**AIM OF THE EXERCISE:**
Below are entries. Copy exactly the lines running from the line that holds "spot: door frame" to the line that holds "spot: red fuchsia flower", with both ends included.

Phrase grounding data:

◇ ◇ ◇ ◇ ◇

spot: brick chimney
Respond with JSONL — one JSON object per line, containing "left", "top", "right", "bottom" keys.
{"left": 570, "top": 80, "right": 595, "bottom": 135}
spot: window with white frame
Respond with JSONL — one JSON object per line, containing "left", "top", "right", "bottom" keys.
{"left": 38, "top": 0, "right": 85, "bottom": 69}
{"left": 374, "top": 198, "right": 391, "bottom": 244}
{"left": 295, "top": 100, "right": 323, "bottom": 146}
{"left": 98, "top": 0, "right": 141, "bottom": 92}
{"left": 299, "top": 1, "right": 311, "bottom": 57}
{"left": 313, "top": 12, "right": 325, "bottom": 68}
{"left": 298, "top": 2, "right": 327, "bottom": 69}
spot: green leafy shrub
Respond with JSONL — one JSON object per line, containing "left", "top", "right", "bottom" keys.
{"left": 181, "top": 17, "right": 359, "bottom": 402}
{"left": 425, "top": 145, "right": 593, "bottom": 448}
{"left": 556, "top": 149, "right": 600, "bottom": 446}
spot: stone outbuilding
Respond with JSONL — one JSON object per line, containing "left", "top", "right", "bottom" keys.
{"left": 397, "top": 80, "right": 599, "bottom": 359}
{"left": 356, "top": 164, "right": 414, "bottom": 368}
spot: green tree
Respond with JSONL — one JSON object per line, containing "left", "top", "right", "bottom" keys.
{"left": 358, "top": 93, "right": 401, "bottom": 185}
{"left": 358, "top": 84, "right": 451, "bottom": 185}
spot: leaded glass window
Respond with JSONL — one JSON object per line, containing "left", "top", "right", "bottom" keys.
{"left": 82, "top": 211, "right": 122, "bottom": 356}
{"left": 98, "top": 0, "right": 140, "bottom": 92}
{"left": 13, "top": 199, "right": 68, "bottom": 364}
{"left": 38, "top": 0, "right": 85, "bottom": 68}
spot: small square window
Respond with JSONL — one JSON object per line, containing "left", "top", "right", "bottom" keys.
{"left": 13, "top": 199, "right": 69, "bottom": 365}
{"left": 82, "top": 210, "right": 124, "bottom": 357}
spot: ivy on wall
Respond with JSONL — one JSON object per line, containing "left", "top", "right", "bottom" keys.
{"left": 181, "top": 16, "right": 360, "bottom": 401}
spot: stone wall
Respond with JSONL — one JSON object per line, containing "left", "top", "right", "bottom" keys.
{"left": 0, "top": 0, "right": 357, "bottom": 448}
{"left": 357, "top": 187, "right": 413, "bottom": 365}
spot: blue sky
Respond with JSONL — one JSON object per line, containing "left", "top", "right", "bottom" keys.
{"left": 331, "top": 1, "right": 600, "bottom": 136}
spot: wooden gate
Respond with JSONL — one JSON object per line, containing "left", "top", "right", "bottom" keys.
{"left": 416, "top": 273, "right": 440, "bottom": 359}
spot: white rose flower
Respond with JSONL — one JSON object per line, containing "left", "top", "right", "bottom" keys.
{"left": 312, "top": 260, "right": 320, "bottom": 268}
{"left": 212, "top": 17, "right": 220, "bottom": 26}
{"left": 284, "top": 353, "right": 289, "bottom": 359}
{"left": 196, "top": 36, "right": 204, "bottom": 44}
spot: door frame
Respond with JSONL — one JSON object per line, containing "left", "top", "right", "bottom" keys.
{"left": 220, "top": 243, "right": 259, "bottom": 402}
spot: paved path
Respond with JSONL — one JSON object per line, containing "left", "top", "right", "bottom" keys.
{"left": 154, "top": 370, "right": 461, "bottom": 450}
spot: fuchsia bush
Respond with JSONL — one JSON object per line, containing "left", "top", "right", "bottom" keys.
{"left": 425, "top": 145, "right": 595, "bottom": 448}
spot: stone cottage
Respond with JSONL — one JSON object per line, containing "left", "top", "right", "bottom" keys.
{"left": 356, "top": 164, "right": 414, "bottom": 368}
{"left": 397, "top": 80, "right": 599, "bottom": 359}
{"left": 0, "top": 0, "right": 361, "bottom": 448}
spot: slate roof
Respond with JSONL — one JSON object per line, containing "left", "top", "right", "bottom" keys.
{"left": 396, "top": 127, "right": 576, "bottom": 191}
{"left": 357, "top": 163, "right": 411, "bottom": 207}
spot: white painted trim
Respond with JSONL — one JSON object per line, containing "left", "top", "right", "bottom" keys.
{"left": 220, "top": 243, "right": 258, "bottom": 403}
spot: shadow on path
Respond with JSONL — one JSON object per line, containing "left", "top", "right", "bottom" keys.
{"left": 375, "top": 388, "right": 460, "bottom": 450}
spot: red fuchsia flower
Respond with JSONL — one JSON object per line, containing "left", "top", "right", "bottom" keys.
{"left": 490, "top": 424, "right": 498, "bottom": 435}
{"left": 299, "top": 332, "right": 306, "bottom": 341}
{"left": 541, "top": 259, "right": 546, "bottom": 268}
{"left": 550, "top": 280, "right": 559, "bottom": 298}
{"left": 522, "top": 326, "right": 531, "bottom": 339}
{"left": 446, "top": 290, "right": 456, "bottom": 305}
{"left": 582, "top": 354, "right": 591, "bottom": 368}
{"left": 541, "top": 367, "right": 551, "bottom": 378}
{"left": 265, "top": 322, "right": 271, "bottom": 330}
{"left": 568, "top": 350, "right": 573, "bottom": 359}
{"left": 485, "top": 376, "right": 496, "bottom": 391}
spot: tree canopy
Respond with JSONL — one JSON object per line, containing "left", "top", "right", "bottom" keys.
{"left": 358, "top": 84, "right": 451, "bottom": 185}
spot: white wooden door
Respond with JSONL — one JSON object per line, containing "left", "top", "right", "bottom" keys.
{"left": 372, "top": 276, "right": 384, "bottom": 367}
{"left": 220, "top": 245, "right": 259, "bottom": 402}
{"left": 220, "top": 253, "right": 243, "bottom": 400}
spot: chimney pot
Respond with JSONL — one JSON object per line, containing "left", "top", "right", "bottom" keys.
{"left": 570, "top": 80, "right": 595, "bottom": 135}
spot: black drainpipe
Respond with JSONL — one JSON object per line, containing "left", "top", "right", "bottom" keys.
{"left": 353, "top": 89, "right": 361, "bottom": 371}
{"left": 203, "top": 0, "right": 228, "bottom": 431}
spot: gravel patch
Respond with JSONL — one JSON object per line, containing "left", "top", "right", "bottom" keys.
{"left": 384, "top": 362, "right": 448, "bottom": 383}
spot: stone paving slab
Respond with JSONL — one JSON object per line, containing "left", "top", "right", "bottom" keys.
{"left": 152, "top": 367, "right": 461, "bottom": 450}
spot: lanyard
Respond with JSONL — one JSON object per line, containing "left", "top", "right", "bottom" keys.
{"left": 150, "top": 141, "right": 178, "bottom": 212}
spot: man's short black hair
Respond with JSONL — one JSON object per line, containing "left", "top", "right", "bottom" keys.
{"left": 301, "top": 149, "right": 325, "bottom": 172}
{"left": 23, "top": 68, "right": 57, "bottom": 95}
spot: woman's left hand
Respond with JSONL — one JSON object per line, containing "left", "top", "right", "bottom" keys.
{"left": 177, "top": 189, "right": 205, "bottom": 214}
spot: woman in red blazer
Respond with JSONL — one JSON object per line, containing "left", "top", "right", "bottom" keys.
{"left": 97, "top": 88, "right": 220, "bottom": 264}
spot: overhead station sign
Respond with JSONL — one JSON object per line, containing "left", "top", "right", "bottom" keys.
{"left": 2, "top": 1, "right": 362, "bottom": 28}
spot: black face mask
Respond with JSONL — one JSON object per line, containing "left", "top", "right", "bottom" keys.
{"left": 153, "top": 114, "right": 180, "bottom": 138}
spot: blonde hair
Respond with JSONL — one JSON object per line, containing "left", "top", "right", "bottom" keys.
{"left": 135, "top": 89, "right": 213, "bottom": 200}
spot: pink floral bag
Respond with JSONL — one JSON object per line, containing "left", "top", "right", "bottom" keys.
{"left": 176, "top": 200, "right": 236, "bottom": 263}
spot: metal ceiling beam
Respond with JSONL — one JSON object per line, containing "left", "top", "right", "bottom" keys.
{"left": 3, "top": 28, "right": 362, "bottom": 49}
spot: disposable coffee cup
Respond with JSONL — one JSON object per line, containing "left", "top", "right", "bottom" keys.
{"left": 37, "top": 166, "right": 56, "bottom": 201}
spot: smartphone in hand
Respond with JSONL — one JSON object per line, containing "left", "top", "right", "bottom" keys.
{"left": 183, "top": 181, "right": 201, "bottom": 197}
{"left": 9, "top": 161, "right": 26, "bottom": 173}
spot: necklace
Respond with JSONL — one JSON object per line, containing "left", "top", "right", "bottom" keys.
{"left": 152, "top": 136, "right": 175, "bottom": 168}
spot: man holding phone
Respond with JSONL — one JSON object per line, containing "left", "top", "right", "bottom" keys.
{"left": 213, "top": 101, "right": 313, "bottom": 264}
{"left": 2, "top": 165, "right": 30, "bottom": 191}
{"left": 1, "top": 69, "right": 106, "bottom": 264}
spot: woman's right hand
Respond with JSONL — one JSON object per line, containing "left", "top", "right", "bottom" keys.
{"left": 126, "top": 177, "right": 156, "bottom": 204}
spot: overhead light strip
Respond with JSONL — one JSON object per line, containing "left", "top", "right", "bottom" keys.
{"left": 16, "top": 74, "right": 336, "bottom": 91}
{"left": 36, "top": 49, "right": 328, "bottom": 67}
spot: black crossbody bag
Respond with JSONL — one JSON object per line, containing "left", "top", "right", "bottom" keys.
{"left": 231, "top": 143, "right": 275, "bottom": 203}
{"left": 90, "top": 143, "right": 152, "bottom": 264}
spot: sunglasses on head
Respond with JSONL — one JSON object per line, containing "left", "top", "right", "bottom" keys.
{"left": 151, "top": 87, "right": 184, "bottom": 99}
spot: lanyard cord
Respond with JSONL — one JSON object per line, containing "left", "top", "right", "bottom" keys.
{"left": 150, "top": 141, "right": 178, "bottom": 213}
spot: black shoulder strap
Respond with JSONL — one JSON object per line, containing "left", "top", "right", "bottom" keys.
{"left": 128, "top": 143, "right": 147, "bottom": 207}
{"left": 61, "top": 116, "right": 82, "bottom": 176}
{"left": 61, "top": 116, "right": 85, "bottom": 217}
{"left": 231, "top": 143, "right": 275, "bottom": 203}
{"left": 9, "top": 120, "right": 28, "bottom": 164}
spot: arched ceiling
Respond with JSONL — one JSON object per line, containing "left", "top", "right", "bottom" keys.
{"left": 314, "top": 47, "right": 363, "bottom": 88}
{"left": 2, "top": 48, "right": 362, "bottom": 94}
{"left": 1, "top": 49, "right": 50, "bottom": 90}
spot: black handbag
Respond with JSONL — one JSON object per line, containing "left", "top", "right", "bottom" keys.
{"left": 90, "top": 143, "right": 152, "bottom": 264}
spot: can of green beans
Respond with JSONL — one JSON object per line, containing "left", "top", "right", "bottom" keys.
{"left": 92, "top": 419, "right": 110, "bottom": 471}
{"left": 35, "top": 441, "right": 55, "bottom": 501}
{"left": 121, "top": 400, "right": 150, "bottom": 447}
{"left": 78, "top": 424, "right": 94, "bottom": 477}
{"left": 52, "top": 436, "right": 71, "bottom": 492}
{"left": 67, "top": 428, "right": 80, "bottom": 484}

◇ ◇ ◇ ◇ ◇

**REPLY TO THE EXERCISE:**
spot: door frame
Respond with JSONL — one JSON object per line, containing "left", "top", "right", "bottom" keys.
{"left": 220, "top": 243, "right": 259, "bottom": 402}
spot: paved path
Respond with JSONL — one JSON object per line, containing "left", "top", "right", "bottom" keys.
{"left": 154, "top": 370, "right": 461, "bottom": 450}
spot: fuchsia bush
Respond with JSONL — one JSON object per line, containing "left", "top", "right", "bottom" keys.
{"left": 425, "top": 145, "right": 595, "bottom": 448}
spot: stone cottage
Respond with JSONL — one JSON object per line, containing "left", "top", "right", "bottom" keys.
{"left": 356, "top": 164, "right": 414, "bottom": 368}
{"left": 397, "top": 80, "right": 599, "bottom": 359}
{"left": 0, "top": 0, "right": 361, "bottom": 448}
spot: slate roof
Respond with JSONL — one JSON object per line, containing "left", "top", "right", "bottom" keys.
{"left": 396, "top": 127, "right": 576, "bottom": 191}
{"left": 357, "top": 163, "right": 411, "bottom": 207}
spot: white painted trim
Respond with JSONL — one JSON object per line, containing "left", "top", "right", "bottom" keys.
{"left": 220, "top": 243, "right": 258, "bottom": 403}
spot: shadow on path
Respond with JSONL — one JSON object per line, containing "left", "top", "right", "bottom" keys.
{"left": 375, "top": 388, "right": 460, "bottom": 450}
spot: red fuchsia flower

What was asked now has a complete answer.